**TASK A**:
Using the excerpt on the GM strike, answer each question on its own line, marked (i), (ii), (iii):
(i) According to the Center for Automotive Research, how much does a single assembly plant strike cost automakers per hour?
(ii) According to Cox Automotive, how many weeks' supply of trucks and SUVs does GM have at dealerships?
(iii) How large is the UAW's strike fund?
**TASK B**: Reproduce word for word the part of the GM strike excerpt that opens with the words containing "The UAW has" and closes with "of a strike.".
**TASK C**: Write the next part of the article on the GM strike, beginning after its final sentence.

A single assembly plant strike costs automakers an estimated $1.3 million per hour as production grinds to a halt, according to the Center for Automotive Research.

But GM spent the last several months building up vehicle stock for such an eventuality. The Detroit automaker has more than 11 weeks' supply of its profit-heavy trucks and SUVs at dealerships, according to Cox Automotive. The automaker will likely dip into those stocks to continue to ship vehicles to dealers.

"Sales shouldn't be affected for a while," Dziczek said. "It hurts when revenue can't keep coming in, and it hurts when you can't keep supplying dealerships. And that's going to be a matter of a couple of weeks."

The UAW has a $721 million-plus strike fund. If all 46,000 workers received strike pay for putting in their picket time, the union would burn $11.5 million per week. That does not include health care benefits that would be paid after the first week of a strike.

"Workers are hit hardest," said Michelle Krebs, an analyst at Cox Automotive. "GM will make up losses. They'll make money back."

A strike traditionally brings the bargaining teams together, and pressures both sides to work toward a tentative contract agreement, said Dziczek and Krebs. But the GM and the UAW appear to be far apart on major issues.

**EXCERPTED DATA**:
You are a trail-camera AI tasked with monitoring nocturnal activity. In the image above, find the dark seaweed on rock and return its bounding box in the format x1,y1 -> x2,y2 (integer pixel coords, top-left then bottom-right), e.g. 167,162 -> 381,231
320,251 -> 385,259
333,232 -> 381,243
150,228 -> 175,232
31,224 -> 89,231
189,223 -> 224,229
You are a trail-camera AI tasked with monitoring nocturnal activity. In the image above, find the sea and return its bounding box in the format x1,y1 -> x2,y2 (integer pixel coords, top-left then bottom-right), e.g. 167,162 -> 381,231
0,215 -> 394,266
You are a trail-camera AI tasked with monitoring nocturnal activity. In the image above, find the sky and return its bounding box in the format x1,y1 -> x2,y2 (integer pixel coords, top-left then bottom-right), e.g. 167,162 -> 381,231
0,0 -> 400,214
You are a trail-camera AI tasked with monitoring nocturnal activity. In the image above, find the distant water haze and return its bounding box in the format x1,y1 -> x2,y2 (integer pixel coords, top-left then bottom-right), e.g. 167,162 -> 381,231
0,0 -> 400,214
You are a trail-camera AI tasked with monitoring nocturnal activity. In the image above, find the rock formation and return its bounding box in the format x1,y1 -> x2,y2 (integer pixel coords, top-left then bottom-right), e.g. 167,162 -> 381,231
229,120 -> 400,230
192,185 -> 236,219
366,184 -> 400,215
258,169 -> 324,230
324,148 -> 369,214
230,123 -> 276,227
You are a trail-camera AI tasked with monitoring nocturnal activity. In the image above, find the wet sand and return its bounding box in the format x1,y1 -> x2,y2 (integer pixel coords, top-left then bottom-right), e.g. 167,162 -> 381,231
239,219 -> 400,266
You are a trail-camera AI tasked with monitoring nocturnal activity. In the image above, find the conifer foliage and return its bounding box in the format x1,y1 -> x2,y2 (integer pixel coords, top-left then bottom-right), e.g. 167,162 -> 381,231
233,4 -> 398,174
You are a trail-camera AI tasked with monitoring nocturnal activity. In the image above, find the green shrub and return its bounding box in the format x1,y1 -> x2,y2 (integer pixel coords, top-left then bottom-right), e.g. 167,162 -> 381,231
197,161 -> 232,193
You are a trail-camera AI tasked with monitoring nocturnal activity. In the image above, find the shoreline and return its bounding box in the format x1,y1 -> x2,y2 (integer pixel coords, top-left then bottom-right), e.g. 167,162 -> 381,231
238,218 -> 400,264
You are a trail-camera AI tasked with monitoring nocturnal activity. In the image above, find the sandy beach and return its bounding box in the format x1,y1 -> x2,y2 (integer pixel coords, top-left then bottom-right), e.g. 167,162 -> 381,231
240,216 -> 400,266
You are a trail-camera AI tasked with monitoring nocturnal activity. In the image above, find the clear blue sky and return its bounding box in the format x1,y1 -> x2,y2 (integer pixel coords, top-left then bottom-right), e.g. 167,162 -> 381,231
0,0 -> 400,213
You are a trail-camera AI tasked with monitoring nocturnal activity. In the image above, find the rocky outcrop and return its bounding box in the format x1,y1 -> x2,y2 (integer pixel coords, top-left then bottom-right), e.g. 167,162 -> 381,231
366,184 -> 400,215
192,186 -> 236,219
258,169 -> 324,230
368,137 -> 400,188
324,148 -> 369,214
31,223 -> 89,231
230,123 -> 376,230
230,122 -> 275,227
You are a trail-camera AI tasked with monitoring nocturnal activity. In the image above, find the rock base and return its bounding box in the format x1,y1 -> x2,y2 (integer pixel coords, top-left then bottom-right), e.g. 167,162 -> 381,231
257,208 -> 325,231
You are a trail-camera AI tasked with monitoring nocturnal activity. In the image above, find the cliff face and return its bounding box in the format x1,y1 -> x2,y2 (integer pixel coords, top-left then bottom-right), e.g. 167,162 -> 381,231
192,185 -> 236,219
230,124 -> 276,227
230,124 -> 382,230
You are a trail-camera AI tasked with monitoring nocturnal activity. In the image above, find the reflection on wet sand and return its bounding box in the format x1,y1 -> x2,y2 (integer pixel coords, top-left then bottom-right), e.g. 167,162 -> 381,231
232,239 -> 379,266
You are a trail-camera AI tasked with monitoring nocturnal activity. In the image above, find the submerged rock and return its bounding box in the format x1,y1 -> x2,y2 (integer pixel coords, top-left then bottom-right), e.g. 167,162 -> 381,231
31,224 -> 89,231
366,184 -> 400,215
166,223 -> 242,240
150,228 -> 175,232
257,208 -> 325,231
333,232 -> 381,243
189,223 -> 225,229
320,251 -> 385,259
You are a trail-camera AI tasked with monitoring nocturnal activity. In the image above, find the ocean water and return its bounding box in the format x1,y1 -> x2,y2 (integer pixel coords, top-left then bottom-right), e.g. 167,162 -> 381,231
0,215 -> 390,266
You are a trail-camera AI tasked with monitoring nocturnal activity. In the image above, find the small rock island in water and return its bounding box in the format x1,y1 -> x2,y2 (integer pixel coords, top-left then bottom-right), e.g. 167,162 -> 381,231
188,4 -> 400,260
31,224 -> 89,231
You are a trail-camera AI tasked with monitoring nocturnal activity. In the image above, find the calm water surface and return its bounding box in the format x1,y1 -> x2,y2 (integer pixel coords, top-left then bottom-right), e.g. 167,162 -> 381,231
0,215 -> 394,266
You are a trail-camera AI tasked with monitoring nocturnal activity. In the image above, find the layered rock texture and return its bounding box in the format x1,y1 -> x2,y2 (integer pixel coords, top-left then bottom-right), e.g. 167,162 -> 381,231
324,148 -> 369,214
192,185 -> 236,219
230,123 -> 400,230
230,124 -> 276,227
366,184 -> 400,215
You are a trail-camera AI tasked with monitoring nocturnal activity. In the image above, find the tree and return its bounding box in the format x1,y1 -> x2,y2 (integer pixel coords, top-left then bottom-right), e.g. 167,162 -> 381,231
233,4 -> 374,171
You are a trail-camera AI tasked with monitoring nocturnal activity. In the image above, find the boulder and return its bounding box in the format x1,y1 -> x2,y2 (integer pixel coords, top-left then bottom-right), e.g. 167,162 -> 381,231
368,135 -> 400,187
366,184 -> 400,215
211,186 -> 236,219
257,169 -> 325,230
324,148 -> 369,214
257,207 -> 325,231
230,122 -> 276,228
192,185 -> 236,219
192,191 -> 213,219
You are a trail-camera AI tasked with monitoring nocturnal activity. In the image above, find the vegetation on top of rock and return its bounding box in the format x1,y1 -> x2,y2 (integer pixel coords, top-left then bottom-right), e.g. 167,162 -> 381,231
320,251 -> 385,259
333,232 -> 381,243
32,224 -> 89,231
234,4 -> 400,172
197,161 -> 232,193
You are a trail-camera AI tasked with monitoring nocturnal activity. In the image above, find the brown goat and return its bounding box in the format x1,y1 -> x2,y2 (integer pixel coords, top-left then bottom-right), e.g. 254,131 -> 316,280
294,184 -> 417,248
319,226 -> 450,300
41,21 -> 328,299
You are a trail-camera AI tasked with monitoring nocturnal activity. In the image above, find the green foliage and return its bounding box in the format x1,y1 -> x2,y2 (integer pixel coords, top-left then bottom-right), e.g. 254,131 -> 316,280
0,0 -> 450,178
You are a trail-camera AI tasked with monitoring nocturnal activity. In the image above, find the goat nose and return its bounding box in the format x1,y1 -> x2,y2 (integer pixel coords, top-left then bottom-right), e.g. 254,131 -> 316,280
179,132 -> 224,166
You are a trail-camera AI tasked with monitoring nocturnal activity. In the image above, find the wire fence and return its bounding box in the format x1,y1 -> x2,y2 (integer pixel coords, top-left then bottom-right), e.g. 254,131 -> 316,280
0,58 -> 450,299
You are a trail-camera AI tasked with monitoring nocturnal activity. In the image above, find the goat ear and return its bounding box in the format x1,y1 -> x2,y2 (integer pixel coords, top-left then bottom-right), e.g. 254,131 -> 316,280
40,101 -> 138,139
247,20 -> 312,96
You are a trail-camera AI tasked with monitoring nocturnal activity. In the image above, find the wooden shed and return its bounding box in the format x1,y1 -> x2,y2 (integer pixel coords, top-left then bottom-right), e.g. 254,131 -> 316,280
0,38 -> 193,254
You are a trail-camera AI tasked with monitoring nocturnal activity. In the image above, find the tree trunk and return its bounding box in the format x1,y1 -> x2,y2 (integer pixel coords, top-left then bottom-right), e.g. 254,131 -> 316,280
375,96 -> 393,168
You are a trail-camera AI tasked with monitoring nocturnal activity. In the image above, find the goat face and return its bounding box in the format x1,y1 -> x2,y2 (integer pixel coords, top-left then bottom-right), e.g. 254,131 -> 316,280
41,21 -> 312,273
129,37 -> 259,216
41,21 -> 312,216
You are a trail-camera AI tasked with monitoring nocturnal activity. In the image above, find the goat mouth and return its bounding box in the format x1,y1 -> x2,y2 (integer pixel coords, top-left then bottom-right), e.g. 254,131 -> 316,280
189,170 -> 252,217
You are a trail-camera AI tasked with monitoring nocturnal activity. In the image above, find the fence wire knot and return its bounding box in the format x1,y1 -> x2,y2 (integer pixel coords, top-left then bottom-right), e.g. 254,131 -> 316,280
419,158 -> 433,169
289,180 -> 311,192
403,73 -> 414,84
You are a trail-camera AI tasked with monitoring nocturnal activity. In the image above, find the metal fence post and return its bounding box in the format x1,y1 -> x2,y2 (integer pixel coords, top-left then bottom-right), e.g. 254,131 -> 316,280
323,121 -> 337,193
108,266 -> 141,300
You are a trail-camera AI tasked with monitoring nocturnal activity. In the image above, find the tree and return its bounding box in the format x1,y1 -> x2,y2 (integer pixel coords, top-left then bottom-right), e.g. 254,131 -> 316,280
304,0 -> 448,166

**WRITTEN RESPONSE A**:
(i) An estimated $1.3 million per hour.
(ii) More than 11 weeks' supply.
(iii) More than $721 million.

**WRITTEN RESPONSE B**:
The UAW has a $721 million-plus strike fund. If all 46,000 workers received strike pay for putting in their picket time, the union would burn $11.5 million per week. That does not include health care benefits that would be paid after the first week of a strike.

**WRITTEN RESPONSE C**:
GM said Sunday that its offer to the union promises more than $7 billion in investments. It would create more than 5,400 jobs, the automaker said, while boosting base wages, paying lump-sum bonuses and improve benefits. The Detroit News learned that the deal would save the Detroit-Hamtramck Assembly plant from closing and build a new battery plant in northeast Ohio.

UAW Vice President Terry Dittes said during a Sunday news conference announcing the strike that the union is trying to secure fair wages, affordable health care, job security and a path for temporary workers to get permanent seniority.

The UAW doesn't want to hurt members' finances, but it also wants to show strength amid issues that have come up during the 2019 negotiations. For one, members of the UAW's national leadership are under investigation by the federal government for alleged embezzlement and money laundering.

The atmosphere surrounding the current negotiations is unprecedented, says Dziczek. And that makes this year's strike especially unpredictable.

"The days of months-long work stoppages in conjunction with contract talks took place in a very different time," she said. "We're just in a very different place. We won't really have a good sense of how far apart they are. But they seem very far apart. A short couple of days strike doesn't seem likely."

Both sides know the costs of an extended walkout.

"A long strike doesn't benefit anyone," Krebs said. "Especially the workers who aren't getting a paycheck."